Task instructions:
1: Answer these questions using the article on the Library of Congress and MARC:
(a) How old is the MARC 21 standard?
(b) Who will lead the Bibliographic Framework Transition Initiative?
(c) Which cataloguing rules was RDA released to replace?
2: From the article on the Library of Congress and MARC, extract the passage starting at "Inspired by RDA" and ending at "standard, Marcum said.", word for word.
3: Decide whether each statement agrees with the article on the Library of Congress and MARC. Answer yes or no, and quote the words from the article that settle it.
(a) Sally McCallum ranked the project's scope and importance as a ten.
(b) RDA was released about five years ago.
(c) McCallum named XML and RDF as examples of other data structures.

Page extract:
— Start —
Thursday, May 26, 2011

Library of Congress May Begin Transitioning Away from MARC

Library of Congress May Begin Transitioning Away from MARC


The Library of Congress has announced that it is going to undertake a major reevaluation of bibliographic control in a move that could lead to a gradual transition away from the 40-year-old MARC 21 standard in which billions of metadata records are presently encoded.

"It's a ten," said Sally McCallum without hesitation when asked to rank the project's scope and importance on a scale of one to ten. McCallum is chief of the Network Development and MARC Standards Office at LOC.

The goal of the Bibliographic Framework Transition Initiative is to determine "what is needed to transform our digital framework" in the light of technological changes and budgetary constraints, said Deanna B. Marcum, the library's Associate Librarian for Library Services, who will lead the initiative. "It's very important that we find a way to link library resources to the whole world of information resources not focusing exclusively on bibliographic information," she said.

By rethinking MARC, which has supported resource sharing and cataloging cost savings for many years and is the predominant standard for the representation and communication of bibliographic and related information in machine-readable form, Marcum said that the LOC hopes to determine whether the standard can "evolve to do all the things we'd like it to do, or do we need to replace it" with something more compatible with the Internet world.

As the LOC concludes what to retain from current metadata encoding standards, the library community may eventually need to get comfortable with other data structures.

"We have a huge library infrastructure very much built up over the years around the MARC format, and this will cause some disruption of that and that costs something and it has to be done smartly and carefully," said McCallum. "We can go on as we are but it's not desirable," she said.

Inspired by RDA
The hope is that a move toward new data structures will "enable bibliographic data to be used in very new technologies and technical configurations, such as the semantic web," McCallum said.

"I think we need to go into some of these new data structures with more alacrity than we have," McCallum said. "It would behoove the community to get comfortable with other data structures, like XML or RDF."

There is also a desire in the library community to "reap the full benefits of new and emerging content standards," as indicated by the comments that accompanied the testing of the new Resource Description and Access (RDA) standard, Marcum said.

RDA is a cataloguing code which covers all types of content and media (including digital resources) and was released about a year ago to replace the Anglo-American Cataloguing Rules, 2nd Edition Revised (AACR2). Its development was a recognition that libraries operate in a digital environment and have to deal with metadata creators who are not librarians. RDA integrates library cataloguing records with this new metadata, but the testing raised further issues that have spurred the new initiative.
— End —
Items from a data source
— Start —
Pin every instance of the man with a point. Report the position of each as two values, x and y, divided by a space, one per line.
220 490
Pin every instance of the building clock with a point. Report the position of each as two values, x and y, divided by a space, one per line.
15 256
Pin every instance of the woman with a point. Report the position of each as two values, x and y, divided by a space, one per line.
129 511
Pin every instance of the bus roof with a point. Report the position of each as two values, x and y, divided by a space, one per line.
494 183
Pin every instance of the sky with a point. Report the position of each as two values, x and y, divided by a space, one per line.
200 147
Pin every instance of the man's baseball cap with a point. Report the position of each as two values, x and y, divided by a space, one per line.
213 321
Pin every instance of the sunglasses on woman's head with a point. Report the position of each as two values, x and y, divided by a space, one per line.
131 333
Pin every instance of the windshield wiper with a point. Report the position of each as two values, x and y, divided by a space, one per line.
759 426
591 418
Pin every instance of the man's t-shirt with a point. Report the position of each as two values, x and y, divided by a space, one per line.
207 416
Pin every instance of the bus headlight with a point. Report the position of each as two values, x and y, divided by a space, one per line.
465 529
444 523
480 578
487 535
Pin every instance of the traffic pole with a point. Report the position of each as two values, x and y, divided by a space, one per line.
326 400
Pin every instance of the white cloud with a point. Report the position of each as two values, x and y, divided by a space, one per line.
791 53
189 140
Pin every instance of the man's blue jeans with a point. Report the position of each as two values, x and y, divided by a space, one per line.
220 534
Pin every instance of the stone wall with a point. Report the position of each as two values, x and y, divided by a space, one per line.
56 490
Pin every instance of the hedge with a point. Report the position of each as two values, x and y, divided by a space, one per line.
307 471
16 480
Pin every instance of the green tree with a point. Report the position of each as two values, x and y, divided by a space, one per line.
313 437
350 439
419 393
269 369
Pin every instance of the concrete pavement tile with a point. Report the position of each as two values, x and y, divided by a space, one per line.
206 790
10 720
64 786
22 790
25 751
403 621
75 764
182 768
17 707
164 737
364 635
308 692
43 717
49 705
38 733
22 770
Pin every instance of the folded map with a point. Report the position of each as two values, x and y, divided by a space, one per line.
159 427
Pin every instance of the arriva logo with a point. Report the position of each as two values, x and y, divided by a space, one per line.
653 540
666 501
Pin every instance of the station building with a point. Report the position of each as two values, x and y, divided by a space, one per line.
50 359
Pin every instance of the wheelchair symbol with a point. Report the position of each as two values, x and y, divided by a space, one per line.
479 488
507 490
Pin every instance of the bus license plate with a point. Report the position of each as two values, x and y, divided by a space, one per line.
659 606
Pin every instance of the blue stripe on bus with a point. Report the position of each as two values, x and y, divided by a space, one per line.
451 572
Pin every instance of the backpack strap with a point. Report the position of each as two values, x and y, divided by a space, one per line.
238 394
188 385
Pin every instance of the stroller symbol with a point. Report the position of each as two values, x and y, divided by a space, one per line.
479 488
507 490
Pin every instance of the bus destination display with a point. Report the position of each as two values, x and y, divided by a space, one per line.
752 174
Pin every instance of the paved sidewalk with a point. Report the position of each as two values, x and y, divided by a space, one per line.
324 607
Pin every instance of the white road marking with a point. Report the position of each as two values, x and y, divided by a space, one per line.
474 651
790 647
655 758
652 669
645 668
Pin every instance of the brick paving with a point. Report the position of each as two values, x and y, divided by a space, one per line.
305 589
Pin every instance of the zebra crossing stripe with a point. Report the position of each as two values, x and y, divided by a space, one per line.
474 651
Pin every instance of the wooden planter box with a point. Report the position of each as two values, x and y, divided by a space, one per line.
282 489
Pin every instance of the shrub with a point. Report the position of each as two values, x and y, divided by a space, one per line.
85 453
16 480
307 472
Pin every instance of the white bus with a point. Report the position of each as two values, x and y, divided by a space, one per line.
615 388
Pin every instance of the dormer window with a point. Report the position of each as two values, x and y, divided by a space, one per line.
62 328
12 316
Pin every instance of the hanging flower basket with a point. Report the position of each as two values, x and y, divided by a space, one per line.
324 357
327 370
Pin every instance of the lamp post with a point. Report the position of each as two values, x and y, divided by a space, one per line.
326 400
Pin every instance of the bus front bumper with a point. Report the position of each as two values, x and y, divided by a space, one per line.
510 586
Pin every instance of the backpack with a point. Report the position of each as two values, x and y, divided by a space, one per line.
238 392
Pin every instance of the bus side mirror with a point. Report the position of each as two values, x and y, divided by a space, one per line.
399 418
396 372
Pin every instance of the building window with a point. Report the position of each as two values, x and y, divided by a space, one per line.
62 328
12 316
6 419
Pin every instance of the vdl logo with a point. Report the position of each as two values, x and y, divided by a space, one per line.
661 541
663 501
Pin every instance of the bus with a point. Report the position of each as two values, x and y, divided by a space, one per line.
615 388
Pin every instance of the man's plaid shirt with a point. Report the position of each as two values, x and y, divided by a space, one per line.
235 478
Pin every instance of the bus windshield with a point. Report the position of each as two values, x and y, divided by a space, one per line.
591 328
— End —
Answers by task:
1:
(a) 40 years old.
(b) Deanna B. Marcum, the library's Associate Librarian for Library Services.
(c) The Anglo-American Cataloguing Rules, 2nd Edition Revised (AACR2).

2:
Inspired by RDA
The hope is that a move toward new data structures will "enable bibliographic data to be used in very new technologies and technical configurations, such as the semantic web," McCallum said.

"I think we need to go into some of these new data structures with more alacrity than we have," McCallum said. "It would behoove the community to get comfortable with other data structures, like XML or RDF."

There is also a desire in the library community to "reap the full benefits of new and emerging content standards," as indicated by the comments that accompanied the testing of the new Resource Description and Access (RDA) standard, Marcum said.

3:
(a) Yes: "It's a ten," said Sally McCallum without hesitation
(b) No: "was released about a year ago"
(c) Yes: "It would behoove the community to get comfortable with other data structures, like XML or RDF."